Which lines of the entries below contain the string "bicycle"? Copy each one.

──────── Data supplied ────────

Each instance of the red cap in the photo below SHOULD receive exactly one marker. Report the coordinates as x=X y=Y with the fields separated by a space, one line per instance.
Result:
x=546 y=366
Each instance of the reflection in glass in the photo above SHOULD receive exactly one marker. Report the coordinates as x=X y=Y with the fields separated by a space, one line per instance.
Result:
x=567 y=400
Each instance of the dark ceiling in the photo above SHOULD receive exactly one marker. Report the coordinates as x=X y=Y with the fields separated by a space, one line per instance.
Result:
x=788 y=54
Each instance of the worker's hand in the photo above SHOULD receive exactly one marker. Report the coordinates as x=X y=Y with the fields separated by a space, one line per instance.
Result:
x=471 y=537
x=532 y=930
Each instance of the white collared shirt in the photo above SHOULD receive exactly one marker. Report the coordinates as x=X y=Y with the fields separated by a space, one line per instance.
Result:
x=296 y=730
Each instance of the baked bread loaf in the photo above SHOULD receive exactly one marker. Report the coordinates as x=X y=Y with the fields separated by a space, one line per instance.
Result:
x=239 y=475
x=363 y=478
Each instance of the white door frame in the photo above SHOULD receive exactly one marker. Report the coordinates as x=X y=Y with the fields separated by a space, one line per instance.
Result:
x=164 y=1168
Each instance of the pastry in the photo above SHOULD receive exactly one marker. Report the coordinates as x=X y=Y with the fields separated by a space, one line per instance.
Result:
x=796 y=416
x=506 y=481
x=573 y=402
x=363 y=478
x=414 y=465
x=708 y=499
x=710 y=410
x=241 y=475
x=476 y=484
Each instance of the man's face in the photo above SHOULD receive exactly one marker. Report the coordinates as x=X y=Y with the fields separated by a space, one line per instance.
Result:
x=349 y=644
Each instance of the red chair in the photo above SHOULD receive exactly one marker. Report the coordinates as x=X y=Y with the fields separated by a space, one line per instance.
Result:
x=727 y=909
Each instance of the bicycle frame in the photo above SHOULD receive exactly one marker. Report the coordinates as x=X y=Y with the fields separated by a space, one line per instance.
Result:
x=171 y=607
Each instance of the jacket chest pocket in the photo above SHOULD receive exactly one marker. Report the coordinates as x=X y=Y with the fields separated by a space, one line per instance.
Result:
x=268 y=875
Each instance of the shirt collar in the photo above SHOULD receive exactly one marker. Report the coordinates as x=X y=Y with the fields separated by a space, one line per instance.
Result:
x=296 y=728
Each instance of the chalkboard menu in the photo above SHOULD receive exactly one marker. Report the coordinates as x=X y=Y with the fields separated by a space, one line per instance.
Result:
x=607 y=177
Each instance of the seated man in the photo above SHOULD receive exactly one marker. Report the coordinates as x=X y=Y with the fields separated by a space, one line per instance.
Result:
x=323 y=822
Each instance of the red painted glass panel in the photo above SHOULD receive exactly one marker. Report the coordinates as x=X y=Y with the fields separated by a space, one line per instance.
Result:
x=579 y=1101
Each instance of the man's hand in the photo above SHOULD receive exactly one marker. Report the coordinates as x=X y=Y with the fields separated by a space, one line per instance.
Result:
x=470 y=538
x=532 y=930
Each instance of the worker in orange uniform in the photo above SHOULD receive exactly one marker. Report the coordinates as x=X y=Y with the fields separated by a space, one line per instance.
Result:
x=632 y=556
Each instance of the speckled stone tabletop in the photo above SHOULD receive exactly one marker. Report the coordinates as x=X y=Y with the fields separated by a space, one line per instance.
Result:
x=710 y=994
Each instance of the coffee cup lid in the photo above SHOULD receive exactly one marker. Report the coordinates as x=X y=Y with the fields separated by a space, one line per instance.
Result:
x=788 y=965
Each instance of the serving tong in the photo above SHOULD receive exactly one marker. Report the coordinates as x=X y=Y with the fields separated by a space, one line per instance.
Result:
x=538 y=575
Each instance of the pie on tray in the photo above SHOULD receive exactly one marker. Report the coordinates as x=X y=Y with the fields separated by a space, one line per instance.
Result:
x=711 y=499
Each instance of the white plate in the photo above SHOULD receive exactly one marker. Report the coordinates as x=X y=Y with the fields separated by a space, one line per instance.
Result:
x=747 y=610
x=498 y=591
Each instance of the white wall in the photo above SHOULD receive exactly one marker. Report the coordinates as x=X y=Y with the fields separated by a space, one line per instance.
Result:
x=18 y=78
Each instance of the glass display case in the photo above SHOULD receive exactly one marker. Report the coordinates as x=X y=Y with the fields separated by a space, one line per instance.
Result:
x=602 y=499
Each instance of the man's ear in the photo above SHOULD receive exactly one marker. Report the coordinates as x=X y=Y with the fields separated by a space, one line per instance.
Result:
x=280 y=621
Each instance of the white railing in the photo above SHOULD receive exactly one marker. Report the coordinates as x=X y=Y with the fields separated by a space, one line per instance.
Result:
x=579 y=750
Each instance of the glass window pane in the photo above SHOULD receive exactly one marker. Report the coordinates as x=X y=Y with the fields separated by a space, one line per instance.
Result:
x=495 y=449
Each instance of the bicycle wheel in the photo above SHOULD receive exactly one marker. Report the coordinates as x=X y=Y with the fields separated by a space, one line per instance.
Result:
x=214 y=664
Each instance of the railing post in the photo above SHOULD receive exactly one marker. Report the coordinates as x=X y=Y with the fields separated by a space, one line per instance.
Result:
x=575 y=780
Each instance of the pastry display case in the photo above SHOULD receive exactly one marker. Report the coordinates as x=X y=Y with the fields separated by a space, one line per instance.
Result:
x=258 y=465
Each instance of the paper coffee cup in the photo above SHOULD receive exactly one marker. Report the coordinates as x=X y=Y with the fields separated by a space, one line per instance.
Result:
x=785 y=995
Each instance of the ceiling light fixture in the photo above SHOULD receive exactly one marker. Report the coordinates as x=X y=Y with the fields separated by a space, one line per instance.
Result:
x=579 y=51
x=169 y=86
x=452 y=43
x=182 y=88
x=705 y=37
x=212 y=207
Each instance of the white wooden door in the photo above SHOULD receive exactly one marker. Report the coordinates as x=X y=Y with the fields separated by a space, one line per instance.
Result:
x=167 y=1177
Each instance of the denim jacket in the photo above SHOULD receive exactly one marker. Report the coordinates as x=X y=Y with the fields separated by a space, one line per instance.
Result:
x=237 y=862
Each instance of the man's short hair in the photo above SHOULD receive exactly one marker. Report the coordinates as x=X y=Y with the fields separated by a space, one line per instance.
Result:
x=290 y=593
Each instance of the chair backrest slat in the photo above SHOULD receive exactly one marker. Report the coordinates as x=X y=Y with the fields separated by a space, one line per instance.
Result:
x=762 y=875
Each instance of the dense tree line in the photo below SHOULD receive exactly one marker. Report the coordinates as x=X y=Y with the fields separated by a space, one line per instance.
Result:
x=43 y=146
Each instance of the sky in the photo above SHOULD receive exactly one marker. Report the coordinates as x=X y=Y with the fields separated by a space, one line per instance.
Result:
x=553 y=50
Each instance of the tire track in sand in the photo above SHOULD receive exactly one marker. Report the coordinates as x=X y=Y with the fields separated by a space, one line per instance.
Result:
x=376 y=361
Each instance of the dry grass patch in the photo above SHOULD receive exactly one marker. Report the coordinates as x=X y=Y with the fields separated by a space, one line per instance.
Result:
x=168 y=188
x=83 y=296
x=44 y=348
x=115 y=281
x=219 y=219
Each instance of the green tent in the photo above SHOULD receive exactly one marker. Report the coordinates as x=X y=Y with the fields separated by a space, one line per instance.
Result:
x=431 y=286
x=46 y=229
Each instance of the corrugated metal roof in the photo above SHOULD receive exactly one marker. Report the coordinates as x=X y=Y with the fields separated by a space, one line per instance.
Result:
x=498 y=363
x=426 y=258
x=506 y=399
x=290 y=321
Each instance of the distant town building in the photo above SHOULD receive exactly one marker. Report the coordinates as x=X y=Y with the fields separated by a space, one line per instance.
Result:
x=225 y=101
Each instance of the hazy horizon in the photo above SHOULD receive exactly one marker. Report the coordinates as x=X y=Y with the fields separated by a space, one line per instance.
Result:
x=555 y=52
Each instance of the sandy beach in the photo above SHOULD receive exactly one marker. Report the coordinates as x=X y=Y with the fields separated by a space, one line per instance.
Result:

────────

- **Solution to this problem**:
Each instance of the bicycle frame in the photo above SHOULD receive exactly one marker. Report the coordinates as x=X y=Y with the fields separated by a space, one line per instance.
Each instance of the bicycle wheel in the photo above SHOULD receive exactly one marker. Report the coordinates as x=X y=Y with the fields separated by a space, one line per instance.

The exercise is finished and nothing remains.